Stored data entries

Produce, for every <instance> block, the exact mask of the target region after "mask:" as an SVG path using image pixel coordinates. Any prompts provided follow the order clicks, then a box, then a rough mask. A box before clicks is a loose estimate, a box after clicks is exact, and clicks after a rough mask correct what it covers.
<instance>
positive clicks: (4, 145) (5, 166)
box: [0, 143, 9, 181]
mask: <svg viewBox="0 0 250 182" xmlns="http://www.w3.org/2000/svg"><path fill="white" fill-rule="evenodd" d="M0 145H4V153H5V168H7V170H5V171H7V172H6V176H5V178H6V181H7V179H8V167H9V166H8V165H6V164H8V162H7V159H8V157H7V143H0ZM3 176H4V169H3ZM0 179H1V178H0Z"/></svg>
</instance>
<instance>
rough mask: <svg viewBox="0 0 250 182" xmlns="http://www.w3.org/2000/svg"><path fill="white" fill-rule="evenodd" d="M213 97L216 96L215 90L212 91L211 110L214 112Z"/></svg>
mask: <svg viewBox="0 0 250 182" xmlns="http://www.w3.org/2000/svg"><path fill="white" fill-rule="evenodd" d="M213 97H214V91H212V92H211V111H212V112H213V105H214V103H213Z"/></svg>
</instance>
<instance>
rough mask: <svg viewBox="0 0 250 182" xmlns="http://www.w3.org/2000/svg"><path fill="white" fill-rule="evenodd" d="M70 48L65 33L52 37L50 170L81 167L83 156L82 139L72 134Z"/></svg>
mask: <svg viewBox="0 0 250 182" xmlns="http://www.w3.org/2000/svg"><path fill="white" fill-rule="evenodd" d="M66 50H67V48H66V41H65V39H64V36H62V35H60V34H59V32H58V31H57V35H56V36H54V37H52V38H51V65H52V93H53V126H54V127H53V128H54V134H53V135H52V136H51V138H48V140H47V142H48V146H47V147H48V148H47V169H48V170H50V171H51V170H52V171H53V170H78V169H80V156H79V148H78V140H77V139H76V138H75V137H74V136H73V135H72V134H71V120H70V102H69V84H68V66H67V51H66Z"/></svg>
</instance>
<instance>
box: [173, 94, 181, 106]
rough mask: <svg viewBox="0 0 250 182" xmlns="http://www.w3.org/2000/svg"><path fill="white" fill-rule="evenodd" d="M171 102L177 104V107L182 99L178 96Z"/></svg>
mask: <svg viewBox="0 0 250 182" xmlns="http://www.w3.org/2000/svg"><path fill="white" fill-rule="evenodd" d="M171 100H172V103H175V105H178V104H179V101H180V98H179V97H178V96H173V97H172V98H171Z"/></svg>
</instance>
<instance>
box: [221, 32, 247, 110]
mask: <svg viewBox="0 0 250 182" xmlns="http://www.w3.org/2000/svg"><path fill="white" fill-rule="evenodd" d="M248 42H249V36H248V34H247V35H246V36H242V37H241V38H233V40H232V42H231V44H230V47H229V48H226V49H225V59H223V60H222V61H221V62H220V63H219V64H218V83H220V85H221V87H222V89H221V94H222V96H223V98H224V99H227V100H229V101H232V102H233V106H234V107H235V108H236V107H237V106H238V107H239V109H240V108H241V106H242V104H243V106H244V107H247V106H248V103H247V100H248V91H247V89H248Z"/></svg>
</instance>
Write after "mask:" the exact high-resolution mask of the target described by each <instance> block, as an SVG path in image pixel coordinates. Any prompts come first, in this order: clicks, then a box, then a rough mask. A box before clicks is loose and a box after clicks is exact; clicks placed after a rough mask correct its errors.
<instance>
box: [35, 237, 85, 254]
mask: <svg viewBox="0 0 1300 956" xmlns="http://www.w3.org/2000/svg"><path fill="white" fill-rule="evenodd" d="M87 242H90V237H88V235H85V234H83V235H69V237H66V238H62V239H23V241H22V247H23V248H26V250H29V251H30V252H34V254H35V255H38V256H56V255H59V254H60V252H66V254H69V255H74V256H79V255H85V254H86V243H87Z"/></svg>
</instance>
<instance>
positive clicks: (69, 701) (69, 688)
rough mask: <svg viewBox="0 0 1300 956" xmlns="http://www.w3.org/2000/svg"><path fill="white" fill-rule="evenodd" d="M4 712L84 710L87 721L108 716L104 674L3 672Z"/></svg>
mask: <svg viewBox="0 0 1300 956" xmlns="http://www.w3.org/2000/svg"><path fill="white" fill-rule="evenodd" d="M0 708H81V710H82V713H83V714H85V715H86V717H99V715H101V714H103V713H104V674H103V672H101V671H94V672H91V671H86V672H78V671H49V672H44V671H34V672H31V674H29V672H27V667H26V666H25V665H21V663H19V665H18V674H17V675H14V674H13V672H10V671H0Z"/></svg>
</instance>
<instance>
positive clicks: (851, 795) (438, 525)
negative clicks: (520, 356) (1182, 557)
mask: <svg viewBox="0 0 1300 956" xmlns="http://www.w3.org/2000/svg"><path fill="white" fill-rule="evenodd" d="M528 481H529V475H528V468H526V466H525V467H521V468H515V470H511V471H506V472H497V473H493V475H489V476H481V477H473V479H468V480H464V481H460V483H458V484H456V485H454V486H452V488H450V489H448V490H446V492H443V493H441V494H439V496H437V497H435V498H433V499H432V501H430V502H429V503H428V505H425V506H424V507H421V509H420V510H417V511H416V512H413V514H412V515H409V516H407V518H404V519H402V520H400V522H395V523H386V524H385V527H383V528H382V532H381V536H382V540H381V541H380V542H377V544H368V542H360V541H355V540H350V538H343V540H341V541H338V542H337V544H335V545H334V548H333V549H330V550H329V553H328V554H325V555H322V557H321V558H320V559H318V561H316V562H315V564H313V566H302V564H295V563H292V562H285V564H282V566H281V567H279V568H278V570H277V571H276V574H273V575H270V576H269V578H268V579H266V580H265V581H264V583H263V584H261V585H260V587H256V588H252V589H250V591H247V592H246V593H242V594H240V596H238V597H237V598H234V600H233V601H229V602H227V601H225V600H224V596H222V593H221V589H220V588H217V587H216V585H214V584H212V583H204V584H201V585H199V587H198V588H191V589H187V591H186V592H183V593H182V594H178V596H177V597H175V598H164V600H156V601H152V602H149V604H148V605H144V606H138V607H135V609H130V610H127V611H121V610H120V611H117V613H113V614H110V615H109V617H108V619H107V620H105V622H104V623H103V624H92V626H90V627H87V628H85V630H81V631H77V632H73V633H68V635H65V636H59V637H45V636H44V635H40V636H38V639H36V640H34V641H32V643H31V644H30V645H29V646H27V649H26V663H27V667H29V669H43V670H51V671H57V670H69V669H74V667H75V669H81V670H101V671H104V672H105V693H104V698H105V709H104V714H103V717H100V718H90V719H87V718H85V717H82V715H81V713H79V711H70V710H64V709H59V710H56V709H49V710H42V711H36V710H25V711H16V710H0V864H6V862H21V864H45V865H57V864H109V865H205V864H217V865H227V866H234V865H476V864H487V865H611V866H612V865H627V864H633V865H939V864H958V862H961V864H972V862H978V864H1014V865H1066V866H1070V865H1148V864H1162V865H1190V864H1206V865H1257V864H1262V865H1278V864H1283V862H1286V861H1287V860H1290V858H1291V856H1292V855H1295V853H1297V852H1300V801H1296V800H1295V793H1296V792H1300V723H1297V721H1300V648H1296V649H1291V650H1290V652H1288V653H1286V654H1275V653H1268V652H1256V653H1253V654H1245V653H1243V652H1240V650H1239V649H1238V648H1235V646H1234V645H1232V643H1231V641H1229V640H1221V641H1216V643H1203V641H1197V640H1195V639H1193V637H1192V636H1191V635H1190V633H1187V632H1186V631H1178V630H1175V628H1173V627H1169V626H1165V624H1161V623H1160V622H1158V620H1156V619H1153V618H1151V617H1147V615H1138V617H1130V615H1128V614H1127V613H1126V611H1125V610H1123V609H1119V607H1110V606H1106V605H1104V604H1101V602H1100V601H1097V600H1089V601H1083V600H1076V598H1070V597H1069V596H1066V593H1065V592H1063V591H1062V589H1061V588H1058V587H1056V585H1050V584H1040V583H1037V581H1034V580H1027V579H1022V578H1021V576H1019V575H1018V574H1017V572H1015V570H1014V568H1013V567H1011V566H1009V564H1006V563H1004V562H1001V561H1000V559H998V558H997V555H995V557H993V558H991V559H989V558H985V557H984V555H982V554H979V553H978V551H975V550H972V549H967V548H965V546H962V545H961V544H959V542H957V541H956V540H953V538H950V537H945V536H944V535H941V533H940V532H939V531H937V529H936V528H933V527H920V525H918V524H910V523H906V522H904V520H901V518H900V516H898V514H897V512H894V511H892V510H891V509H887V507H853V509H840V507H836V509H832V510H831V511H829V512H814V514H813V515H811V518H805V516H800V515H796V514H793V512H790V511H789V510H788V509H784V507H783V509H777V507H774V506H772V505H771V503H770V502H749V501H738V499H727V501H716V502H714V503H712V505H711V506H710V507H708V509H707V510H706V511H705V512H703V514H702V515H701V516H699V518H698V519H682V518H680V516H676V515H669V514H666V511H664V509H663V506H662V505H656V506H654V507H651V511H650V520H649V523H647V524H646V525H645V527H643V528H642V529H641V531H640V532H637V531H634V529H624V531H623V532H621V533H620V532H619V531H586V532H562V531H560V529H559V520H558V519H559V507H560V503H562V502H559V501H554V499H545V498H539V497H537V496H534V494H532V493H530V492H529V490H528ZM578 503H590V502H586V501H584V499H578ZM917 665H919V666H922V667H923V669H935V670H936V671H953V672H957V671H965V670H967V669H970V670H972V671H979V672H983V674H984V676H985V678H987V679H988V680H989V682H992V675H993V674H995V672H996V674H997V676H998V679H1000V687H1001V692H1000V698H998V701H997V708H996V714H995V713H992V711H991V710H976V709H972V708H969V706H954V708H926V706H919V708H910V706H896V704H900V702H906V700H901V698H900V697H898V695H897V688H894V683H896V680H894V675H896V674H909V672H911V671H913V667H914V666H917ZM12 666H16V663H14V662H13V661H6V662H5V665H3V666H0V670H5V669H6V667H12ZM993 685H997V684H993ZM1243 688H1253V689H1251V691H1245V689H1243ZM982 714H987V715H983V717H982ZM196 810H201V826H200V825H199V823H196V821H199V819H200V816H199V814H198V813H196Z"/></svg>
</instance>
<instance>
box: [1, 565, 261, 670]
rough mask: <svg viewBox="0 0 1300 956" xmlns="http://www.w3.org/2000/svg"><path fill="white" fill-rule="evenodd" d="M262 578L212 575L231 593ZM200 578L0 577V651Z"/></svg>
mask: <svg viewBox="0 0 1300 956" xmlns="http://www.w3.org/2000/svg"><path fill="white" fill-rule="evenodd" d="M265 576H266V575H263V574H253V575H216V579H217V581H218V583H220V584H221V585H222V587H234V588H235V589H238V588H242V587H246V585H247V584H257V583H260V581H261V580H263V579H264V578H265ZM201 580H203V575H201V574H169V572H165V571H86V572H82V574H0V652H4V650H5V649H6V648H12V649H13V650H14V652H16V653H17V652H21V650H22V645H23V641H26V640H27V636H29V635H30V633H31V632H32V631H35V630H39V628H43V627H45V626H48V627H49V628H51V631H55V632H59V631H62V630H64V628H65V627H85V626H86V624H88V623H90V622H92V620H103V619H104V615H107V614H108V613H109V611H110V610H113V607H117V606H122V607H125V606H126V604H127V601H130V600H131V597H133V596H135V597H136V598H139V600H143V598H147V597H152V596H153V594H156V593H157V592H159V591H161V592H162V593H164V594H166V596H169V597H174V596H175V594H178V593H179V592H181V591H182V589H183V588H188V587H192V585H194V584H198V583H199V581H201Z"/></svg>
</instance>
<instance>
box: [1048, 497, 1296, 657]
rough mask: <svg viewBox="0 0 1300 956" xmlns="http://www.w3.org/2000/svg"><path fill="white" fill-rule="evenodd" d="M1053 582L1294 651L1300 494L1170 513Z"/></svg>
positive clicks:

ASSIGNED TASK: Quote, with nothing altered, all lines from the start of the entries to the line that carries "positive clicks: (4, 145) (5, 166)", inclusive.

SOLUTION FOR THIS TASK:
Produce, for every <instance> block, the exact mask of the target region after "mask:" as an SVG path using image pixel coordinates. Any prompts provided follow the order clicks, then a box, then a rough mask. A box before clicks is a loose estimate, a box after clicks is exact, and clicks after a rough mask correct what it covers.
<instance>
positive clicks: (4, 145) (5, 166)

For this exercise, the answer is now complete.